*Provided information*:

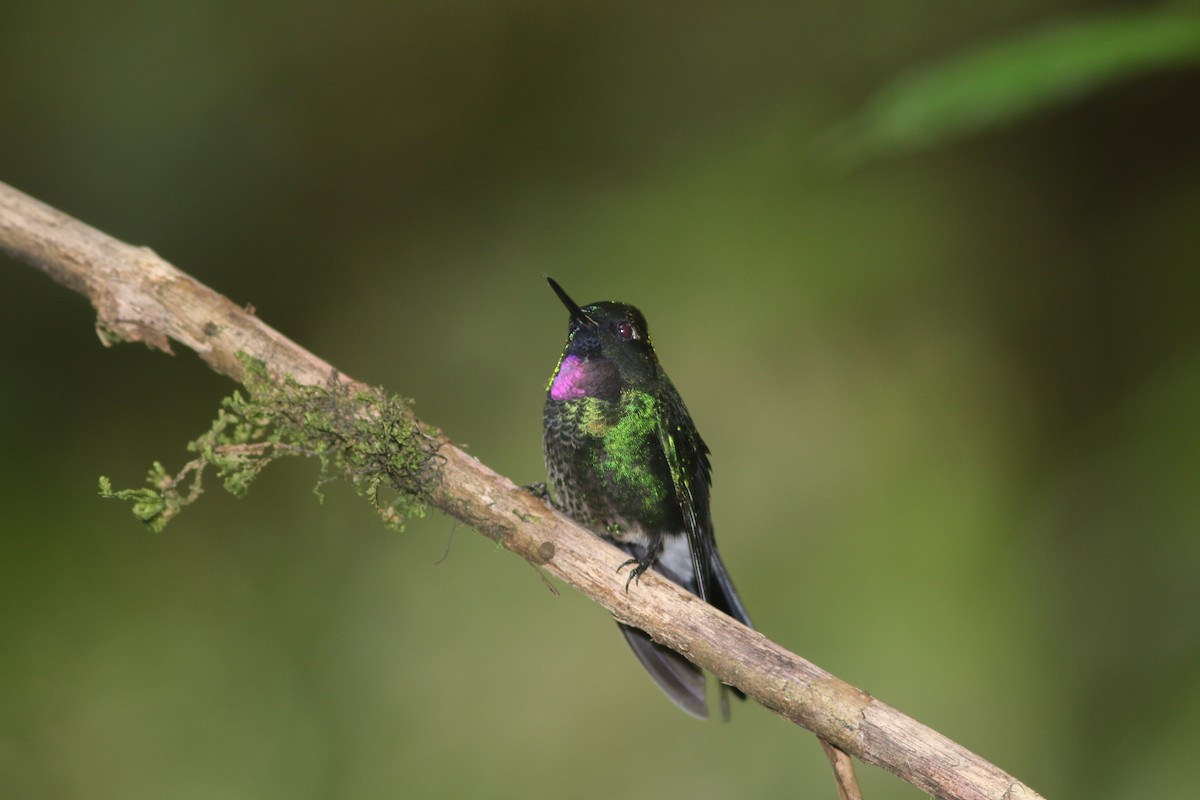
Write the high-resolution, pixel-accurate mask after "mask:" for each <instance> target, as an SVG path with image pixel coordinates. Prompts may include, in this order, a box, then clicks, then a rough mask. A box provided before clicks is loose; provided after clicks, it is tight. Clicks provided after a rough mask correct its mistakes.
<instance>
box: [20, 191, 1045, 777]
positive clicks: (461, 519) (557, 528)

==

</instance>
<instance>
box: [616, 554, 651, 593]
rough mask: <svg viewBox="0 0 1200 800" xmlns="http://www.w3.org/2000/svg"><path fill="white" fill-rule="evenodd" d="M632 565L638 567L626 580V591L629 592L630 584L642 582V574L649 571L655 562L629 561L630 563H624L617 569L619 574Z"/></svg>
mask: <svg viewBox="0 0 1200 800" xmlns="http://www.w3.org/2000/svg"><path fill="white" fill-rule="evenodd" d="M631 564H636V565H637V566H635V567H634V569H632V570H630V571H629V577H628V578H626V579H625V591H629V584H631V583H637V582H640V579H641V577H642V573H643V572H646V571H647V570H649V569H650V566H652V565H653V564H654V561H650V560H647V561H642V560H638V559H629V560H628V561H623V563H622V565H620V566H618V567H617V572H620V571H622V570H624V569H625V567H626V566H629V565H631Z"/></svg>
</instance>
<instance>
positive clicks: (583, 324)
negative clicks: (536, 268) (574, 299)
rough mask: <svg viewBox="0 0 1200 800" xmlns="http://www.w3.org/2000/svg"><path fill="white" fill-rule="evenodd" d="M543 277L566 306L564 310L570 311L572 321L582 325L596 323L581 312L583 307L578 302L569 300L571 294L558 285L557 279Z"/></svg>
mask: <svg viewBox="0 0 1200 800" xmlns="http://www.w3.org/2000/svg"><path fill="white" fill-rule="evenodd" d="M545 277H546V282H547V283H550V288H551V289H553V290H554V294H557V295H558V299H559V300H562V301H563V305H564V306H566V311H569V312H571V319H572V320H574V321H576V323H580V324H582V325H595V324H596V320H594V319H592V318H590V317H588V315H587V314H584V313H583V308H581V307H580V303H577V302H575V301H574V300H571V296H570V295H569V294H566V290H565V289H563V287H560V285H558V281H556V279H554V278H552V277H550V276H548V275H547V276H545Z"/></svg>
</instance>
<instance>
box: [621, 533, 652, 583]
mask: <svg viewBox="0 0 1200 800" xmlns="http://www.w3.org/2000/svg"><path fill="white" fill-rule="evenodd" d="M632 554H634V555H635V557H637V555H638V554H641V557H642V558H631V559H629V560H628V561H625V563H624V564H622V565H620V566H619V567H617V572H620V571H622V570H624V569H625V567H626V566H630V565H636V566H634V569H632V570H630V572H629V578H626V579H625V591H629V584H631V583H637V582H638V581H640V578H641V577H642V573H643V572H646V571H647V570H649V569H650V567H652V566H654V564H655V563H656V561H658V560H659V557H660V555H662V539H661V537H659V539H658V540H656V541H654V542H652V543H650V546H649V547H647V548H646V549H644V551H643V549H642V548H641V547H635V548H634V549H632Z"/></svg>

==

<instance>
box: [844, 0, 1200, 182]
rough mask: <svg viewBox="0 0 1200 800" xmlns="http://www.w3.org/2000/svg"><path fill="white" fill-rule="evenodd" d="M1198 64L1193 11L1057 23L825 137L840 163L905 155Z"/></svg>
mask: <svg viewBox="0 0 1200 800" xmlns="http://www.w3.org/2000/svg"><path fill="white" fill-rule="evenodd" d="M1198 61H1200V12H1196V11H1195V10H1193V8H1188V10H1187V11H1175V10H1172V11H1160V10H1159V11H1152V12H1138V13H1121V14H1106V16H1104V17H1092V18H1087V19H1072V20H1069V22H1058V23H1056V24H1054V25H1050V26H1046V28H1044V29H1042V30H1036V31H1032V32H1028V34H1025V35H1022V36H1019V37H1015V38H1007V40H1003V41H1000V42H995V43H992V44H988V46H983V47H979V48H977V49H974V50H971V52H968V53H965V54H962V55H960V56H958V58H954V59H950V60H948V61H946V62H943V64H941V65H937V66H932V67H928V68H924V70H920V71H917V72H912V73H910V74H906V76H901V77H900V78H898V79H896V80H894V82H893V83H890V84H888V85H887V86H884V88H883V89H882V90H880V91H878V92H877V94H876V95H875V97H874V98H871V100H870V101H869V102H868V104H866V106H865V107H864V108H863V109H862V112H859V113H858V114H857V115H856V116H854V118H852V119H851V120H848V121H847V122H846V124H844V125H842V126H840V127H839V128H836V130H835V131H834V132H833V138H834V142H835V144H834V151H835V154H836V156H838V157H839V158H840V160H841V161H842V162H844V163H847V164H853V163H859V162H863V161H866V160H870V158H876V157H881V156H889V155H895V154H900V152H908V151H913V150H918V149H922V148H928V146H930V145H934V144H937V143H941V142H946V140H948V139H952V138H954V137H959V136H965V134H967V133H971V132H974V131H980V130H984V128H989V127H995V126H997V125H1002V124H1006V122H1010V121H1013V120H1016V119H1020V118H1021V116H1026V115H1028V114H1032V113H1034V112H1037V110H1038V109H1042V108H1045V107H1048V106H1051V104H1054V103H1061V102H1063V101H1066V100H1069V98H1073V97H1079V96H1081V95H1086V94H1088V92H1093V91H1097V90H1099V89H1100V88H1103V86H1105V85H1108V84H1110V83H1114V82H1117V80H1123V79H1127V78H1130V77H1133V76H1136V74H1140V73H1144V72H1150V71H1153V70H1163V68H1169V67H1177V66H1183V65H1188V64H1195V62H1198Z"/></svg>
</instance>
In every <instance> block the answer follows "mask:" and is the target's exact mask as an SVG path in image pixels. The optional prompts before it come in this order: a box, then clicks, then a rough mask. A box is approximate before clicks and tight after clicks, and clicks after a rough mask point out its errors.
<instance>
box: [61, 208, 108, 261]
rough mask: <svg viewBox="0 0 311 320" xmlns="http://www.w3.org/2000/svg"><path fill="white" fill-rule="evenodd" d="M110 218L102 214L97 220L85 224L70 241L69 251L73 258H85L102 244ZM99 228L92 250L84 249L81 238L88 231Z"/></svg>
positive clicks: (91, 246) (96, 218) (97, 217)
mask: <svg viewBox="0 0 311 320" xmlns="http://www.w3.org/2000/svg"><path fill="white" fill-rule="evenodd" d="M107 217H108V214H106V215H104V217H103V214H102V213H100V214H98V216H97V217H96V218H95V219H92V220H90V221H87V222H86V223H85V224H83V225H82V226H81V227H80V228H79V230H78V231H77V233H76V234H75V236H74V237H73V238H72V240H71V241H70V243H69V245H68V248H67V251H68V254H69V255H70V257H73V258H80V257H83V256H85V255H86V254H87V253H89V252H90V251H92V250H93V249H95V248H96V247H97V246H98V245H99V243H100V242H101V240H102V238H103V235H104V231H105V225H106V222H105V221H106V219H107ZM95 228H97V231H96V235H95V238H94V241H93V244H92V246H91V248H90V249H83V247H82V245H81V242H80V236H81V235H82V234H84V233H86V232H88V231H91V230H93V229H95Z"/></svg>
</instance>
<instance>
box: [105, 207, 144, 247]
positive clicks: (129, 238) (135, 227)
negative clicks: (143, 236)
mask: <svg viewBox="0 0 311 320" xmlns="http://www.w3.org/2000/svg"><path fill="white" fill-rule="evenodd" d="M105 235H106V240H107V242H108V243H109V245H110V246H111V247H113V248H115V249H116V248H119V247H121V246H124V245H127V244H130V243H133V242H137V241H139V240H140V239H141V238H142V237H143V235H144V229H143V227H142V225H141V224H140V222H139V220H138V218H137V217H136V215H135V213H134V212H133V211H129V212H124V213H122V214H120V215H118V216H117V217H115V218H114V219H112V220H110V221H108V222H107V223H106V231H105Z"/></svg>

*Exercise brief*:
Whatever else the listing above holds, retype exactly only the lines from the one containing "Write the high-resolution, pixel-accurate" to the one containing "positive clicks: (461, 519) (557, 528)", both ends kept.

*Response*:
Write the high-resolution, pixel-accurate mask after "mask:" for each <instance> target, as an SVG path with image pixel coordinates. Prompts may include, in this order, a box, then clicks, then a rough mask. A box provided before clicks is loose; provided after clicks, it is tight. Clicks provided after a rough mask correct its mistakes.
<instance>
box: [20, 191, 1045, 777]
positive clicks: (461, 519) (557, 528)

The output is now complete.